◆ THINGS TO DO
[1] Transcribe the blog post about the author's mother word for word, beginning at the words "Therefore, father is" and stopping after the words "she does too.".
[2] According to the blog post about the author's mother, how far away does the mother live from the author's family?

◆ EXCERPT

--------------------------------

Saturday, September 17, 2011

My mother, myself

I know this is already the title of a fantastic book by Nancy Friday, but I feel it is an appropriate title for this post. My BFF mentioned to me the other day that I should create a blog about what it's like to be a new mother, and to have a mentally ill mother. I don't like to describe her that way on paper because it sounds... something not nice. It also makes it seem simple. Oh, she's mentally ill. That explains everything. It is SOOO much more complex than that. My mother has bipolar disorder and generalized anxiety disorder. Like many who suffer from bipolar disorder (or manic depression), she is literally unable to take responsibility for pretty much anything. One of her major symptoms is egocentricism- in clinical terms: "the incomplete differentiation of the self and the world, including other people, the tendency to perceive, understand and interpret the world in terms of the self, and being over preoccupied with ones own internal world." What this translates into is that she is never to blame for anything and there is nothing wrong with the things she says and does, ever. What this meant for me as a child is still hard to write about. I was the mother for the most part. I was the one who had to soothe her, listen to her myriad of adult complaints and feel responsible for them, etc. I couldn't trust her and feel safe with her, because she mistrusted the world, and the world was therefore a dangerous and bad place. This behavior has alienated my mother from countless friends and relationships. They have grown tired of the constant complaining, the raging mood swings, the guilt trips, and so on.

Nothing is ever good enough for my mother. She always wants more. Give her an inch, she wants a million miles. I recently told her that I was given a small dose of morphine while I was in labor. She nearly lost it. Now she will be spinning it around in her head forever, and anytime my son is crying or upset or anxious, it will be because I had that morphine. She used to say that the reason I cried over the cat throwing up was because my father was an alcoholic (which he wasn't and never has been). This is her train of thought:

"K sees father throwing up from drinking too much. It upsets her.
K sees cat throwing up and is reminded of this traumatic event.
Therefore, father is an alcoholic."

As much as I have always tried to differentiate myself from her, to "not turn into my mother," she is often trying to make us more similar. Her father was an alcoholic, so mine must be too. I have allergies, now she does too.

Now she tries to tell me how to parent my son. She thinks he has anxiety. She thinks there's something wrong with him when she hears him crying. I have to tell her over and over, babies cry. It's normal. He's perfectly normal. Don't put your neurotic bullshit on him. She is hellbent on babysitting him (she lives 2 hours away from us) and I don't think I want her to. I don't want my little monkey to ever feel what I felt as a child. Unsafe. Adults are supposed to be reliable, consistent, loving, and meet your needs (when you're a kid). I know this is an illusion, but part of it is absolutely necessary for a child to develop a strong sense of self esteem, and to feel comfortable and confident in the world.

It is so hard not to hate her sometimes. But I don't want my son to ever feel this way towards me. Ugh.

--------------------------------

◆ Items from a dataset

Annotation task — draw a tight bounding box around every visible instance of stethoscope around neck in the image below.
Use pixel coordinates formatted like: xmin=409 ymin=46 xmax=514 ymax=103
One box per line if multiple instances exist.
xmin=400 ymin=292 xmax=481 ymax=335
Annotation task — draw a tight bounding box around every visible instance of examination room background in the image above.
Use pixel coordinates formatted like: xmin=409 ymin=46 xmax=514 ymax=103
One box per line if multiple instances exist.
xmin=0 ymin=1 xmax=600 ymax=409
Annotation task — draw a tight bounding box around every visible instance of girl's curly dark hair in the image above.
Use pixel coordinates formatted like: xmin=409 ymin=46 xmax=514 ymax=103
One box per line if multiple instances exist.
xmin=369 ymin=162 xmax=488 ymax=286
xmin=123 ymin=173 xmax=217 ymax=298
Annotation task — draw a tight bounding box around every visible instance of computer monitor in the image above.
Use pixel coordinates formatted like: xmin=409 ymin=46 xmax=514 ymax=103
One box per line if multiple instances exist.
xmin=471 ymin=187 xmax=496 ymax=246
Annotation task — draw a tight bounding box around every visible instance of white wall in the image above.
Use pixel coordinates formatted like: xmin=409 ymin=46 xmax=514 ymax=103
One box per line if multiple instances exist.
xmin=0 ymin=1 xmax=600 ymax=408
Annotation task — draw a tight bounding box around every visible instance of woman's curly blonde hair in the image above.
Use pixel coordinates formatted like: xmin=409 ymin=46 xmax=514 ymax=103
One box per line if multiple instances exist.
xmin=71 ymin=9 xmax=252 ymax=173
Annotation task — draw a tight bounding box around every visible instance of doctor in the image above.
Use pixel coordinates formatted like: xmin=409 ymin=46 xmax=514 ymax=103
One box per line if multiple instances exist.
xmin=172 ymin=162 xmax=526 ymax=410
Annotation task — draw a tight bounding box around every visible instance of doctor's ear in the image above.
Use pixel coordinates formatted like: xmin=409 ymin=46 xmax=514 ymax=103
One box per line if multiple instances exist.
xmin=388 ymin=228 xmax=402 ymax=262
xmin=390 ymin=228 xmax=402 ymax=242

--------------------------------

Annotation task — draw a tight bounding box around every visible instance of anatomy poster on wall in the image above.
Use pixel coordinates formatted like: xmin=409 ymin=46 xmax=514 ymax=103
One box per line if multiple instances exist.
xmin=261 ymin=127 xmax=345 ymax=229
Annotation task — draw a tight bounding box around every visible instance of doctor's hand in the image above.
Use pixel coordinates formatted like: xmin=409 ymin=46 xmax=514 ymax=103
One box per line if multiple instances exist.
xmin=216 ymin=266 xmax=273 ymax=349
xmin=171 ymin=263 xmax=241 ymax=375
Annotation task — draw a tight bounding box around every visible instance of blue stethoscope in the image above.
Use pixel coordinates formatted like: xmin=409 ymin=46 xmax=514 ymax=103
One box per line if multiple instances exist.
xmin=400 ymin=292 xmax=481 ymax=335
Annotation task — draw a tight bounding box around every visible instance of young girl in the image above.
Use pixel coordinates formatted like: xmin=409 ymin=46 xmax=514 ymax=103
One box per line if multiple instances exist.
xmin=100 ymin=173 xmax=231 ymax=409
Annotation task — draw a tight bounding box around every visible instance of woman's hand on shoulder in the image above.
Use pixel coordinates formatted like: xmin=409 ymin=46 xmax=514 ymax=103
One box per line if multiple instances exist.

--------------------------------

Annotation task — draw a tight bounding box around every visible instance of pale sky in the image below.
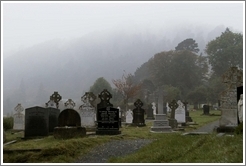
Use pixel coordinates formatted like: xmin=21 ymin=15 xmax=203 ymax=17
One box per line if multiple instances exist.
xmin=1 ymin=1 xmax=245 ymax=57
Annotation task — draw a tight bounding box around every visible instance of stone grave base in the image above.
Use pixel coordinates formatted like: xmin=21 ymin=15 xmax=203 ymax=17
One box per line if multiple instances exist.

--------------------------------

◆ EXPECTED OUTPUTS
[1]
Therefore, father is an alcoholic."

As much as I have always tried to differentiate myself from her, to "not turn into my mother," she is often trying to make us more similar. Her father was an alcoholic, so mine must be too. I have allergies, now she does too.

[2] Two hours away.